WHAT IS NEEDED: Retype the data below verbatim; pictures do not belong in the copy.
== ENTRIES SUPPLIED ==
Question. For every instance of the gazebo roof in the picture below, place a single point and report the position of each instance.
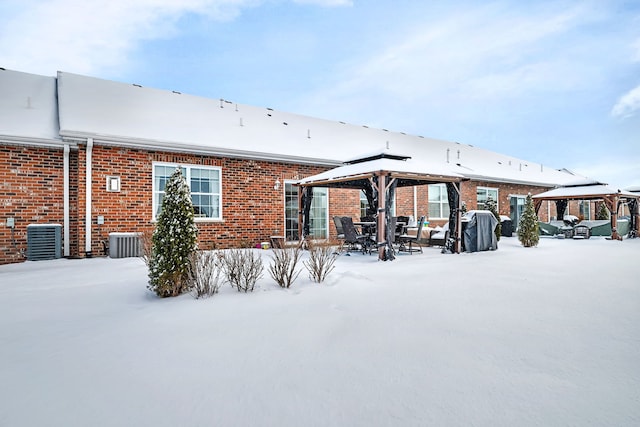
(584, 190)
(406, 170)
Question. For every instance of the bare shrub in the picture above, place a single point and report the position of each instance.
(322, 256)
(283, 268)
(205, 274)
(242, 268)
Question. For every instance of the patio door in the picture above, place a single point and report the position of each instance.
(516, 208)
(318, 213)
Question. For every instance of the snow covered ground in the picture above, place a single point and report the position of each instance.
(546, 336)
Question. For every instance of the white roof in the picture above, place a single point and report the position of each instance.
(126, 114)
(28, 108)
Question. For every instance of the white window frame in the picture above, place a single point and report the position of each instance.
(487, 189)
(581, 209)
(325, 206)
(444, 201)
(187, 169)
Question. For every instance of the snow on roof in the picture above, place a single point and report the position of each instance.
(127, 114)
(28, 108)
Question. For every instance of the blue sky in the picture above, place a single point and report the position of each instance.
(555, 82)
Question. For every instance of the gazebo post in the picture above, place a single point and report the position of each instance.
(301, 190)
(612, 205)
(380, 229)
(458, 236)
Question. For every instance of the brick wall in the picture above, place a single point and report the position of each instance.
(252, 209)
(30, 192)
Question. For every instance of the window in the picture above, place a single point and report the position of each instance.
(484, 194)
(438, 201)
(585, 209)
(318, 213)
(203, 181)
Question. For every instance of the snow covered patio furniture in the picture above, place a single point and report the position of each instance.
(594, 190)
(378, 175)
(439, 236)
(355, 239)
(406, 241)
(479, 233)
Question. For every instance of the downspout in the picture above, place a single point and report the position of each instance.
(87, 219)
(65, 202)
(415, 201)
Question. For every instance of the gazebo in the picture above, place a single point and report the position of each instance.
(593, 190)
(378, 175)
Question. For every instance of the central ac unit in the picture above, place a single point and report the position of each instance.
(124, 245)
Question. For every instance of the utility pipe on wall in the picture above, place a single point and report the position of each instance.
(87, 224)
(65, 202)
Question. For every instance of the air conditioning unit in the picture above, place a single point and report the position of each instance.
(124, 245)
(44, 241)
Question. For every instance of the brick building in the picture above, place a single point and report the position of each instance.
(93, 156)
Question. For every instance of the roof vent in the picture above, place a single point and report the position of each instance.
(44, 241)
(124, 245)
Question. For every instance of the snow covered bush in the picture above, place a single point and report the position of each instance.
(321, 260)
(242, 268)
(174, 240)
(283, 266)
(603, 212)
(528, 227)
(492, 207)
(205, 273)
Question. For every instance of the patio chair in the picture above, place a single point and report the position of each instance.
(353, 238)
(438, 237)
(370, 230)
(406, 241)
(337, 221)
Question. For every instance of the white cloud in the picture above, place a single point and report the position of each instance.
(628, 105)
(326, 3)
(484, 54)
(90, 36)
===
EXERCISE ANSWER:
Question. For every instance of the gazebo roof in the picture below, place a single point and report the position of each instance.
(584, 190)
(406, 170)
Question. For every instance of the bare shrub in the picture above, place a single point and report the position of each instance.
(322, 256)
(283, 268)
(205, 274)
(242, 268)
Question. For every instance of the patio door in the picture above, place a single point and report the position of each instance.
(516, 208)
(318, 213)
Question. For every instance of the snow covered ground in the picture above, place a single point and report the position of each instance.
(546, 336)
Question. For every instance of the white roof in the picture above, place a single point and report the position of each instance.
(126, 114)
(28, 108)
Question. For every instance of the white window frame in the picture above, place a single point and report the position of each instance.
(487, 189)
(581, 209)
(325, 206)
(444, 201)
(187, 169)
Question. For every instance of the snow on roof in the picture above, place a single point and report the position of each instance.
(127, 114)
(28, 108)
Question. For every instance of the blue sky in the picture above, place a single point and report the position of each instance.
(555, 82)
Question. For every instance of the gazebo post in the picture above, place a single point and report the position of each instance.
(301, 190)
(612, 205)
(380, 229)
(458, 236)
Question. For every instance of the brick wall in the picture above, place a single point and report the position of each instance.
(252, 209)
(30, 192)
Question. For every instance of the window in the picture above, place a single point and report the position of each instance.
(484, 194)
(438, 201)
(585, 209)
(318, 213)
(203, 181)
Question. For every instance of the snow covered patio furniture in the picture above, place a single point and report the position of each instance.
(594, 190)
(378, 175)
(439, 236)
(355, 239)
(406, 241)
(479, 233)
Question. For every instance of the downspout in the picture above, place a single point and report the position of each instance.
(87, 219)
(65, 202)
(415, 201)
Question. For every instance of the gazebo in the picture above, place a single point and report the position of each instance.
(593, 190)
(378, 175)
Question. For every instance of the central ac unit in the picture above, place a single point and report the position of each instance.
(124, 245)
Question. For every instance of the utility pipe on wall in the picture above, place a single point and report the position of each instance.
(87, 224)
(65, 202)
Question. For every instance of the air conditioning unit in the picture above, place a single point and report the position of each instance.
(124, 245)
(44, 241)
Question. For every instance of the brick building in the picture above, place a single point and report the position of each instance.
(93, 156)
Question. For every instance of the roof vent in the picture above, place a single point and report the position of each instance.
(44, 241)
(124, 245)
Question. For every instance of the snow covered bush in the picture above, place a single point and report the position of each instance.
(321, 260)
(242, 268)
(174, 240)
(283, 266)
(603, 212)
(528, 227)
(492, 207)
(205, 273)
Question. For every instance of the patio chair in the picture above, place a single point and report the position of each instance.
(353, 238)
(438, 237)
(370, 230)
(406, 241)
(337, 221)
Question. For every instance of the white cloud in the picture above, place a single point and report the position of each instance.
(628, 105)
(326, 3)
(484, 54)
(90, 36)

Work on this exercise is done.